» **Required actions**
1) What best gamma value does the kernel comparison report for the RBF kernel?
2) Write the next part of the kernel comparison, picking up after its final sentence.

» **Page extract**
========================================================================

Comparison Between different kernels

1- Linear Kernel:

Best C Value: 0.1 F1 Score: 0.975 (approx.) Accuracy: 95.24% This kernel provides a high F1 score and accuracy, indicating excellent performance in classifying the instances correctly and a good balance between precision and recall.

2- Radial Basis Function (RBF) Kernel:

- Best Gamma Value: 0.0316
- F1 Score: 0.972 (approx.)
- Accuracy: 94.71%
- AUC: 0.907
The RBF kernel also performs well but slightly lags behind the linear kernel in both F1 score and accuracy. The AUC is lower compared to the linear kernel, suggesting less discriminative power.

3- Polynomial Kernel:

- Best Degree Value: 3
- F1 Score: 0.975 (approx.)
- Accuracy: 95.24%
- AUC: 0.879
The polynomial kernel matches the linear kernel in terms of F1 score and accuracy, but the AUC is significantly lower, which implies that when considering the trade-off between true positive rate and false positive rate, it doesn't perform as well.

The linear kernel is deemed the best due to several reasons:

- It has the highest AUC, indicating a better overall performance across all possible classification thresholds.
- It matches the highest F1 score, demonstrating an excellent balance between precision and recall.
- The kernel's simplicity likely prevents overfitting, making it more generalizable to unseen data.

========================================================================

» **Dataset excerpts on object pointing**
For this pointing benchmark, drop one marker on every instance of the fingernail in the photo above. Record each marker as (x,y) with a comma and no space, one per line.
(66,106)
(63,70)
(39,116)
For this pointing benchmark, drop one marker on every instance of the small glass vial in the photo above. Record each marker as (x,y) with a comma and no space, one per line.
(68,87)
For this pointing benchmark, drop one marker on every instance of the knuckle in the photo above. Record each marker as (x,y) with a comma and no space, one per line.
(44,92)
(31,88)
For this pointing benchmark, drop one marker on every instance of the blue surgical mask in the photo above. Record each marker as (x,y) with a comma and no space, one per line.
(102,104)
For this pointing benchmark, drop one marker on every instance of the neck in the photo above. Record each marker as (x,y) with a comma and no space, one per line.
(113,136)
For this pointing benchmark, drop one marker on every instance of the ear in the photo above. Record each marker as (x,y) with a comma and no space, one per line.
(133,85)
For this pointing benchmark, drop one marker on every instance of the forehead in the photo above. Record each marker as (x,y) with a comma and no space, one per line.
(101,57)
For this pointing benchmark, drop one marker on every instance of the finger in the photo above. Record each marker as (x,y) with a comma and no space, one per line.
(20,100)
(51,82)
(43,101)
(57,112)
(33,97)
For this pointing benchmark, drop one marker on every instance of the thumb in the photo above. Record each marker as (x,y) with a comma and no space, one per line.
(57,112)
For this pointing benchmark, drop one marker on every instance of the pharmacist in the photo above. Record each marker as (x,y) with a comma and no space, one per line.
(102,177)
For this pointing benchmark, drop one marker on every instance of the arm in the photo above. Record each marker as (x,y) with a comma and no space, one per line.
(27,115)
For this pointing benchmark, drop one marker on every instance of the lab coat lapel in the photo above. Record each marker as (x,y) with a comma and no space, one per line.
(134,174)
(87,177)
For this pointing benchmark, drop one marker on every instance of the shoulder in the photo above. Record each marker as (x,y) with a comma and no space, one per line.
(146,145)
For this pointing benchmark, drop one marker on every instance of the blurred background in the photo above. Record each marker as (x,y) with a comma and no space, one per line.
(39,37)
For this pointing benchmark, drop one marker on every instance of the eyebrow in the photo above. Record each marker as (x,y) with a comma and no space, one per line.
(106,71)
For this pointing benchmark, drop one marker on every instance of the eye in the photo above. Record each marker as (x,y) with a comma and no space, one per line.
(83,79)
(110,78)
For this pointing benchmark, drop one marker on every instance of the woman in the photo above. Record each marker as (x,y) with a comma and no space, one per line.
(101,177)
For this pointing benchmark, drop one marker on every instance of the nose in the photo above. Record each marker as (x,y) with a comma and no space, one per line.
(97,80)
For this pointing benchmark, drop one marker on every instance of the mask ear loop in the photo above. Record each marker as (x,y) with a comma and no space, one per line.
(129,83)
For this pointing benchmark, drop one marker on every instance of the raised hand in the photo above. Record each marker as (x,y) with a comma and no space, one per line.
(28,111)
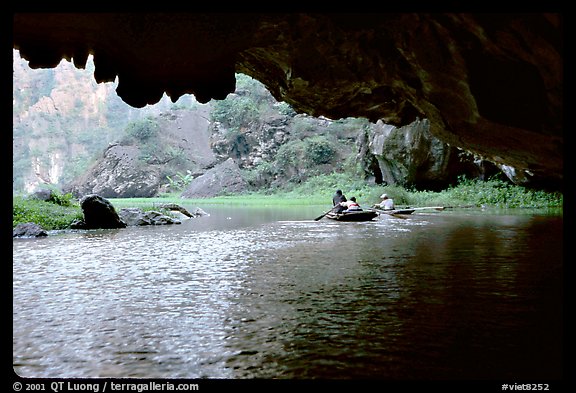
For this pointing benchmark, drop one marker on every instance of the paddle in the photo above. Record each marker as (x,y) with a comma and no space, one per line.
(323,214)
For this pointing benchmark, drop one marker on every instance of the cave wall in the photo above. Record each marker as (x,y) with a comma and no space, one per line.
(490,84)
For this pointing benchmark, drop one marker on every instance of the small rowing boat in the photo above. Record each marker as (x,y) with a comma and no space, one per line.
(361,215)
(394,212)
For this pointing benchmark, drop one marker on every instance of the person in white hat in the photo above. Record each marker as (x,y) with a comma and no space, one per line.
(386,204)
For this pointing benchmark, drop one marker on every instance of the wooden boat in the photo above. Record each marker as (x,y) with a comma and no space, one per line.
(361,215)
(395,211)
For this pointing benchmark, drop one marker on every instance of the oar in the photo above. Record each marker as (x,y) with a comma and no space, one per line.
(323,214)
(439,208)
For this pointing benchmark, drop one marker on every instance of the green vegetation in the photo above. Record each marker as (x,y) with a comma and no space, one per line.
(61,211)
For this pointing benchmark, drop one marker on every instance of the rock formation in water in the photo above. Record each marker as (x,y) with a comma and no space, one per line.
(489,83)
(98,213)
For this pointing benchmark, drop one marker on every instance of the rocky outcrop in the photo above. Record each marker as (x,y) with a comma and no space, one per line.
(411,156)
(491,84)
(224,178)
(132,169)
(134,216)
(98,213)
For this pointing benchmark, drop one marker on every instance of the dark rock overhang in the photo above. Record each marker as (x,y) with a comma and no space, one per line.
(489,83)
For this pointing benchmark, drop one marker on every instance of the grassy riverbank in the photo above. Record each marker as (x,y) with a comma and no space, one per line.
(60,213)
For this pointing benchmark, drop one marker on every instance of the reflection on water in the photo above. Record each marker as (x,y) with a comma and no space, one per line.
(268,293)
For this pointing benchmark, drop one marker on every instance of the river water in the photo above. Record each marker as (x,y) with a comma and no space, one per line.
(271,293)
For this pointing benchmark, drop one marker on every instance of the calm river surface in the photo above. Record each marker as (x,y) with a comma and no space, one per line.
(270,293)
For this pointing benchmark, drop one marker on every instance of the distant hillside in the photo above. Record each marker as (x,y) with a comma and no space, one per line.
(63,120)
(74,134)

========================================================================

» **Final answers**
1) 0.0316

2)
PCA

Principal Component Analysis (PCA) is a powerful statistical technique that is used for dimensionality reduction while preserving as much of the variability in the data as possible. It achieves this by transforming the original set of features into a new set of uncorrelated variables, known as principal components, which are ordered by the amount of variance they capture from the data.

The principal components are linear combinations of the original features and are orthogonal to each other, ensuring that they capture distinct information or variance. PCA is particularly useful in processing data with a large number of features, which may be correlated, by reducing the feature space to a smaller set of meaningful components without a significant loss of information. This simplification makes it easier to visualize and interpret the data, as well as to apply further analysis or machine learning algorithms efficiently.

The first principal component accounts for the largest possible variance, and each succeeding component has the highest variance possible under the constraint that it is orthogonal to the preceding components. The number of principal components retained is typically chosen based on the goal of preserving a large percentage of the data’s total variance, often using a threshold like 95%.

PCA is widely used in exploratory data analysis, predictive modeling, and in the preprocessing of data for other algorithms that can benefit from dimensionality reduction.

# Load necessary libraries
library(readr)
library(dplyr)
library(ggplot2)
library(factoextra)
## Warning: package 'factoextra' was built under R version 4.3.2
## Welcome! Want to learn more? See two factoextra-related books at https://goo.gl/ve3WBa
library(cluster)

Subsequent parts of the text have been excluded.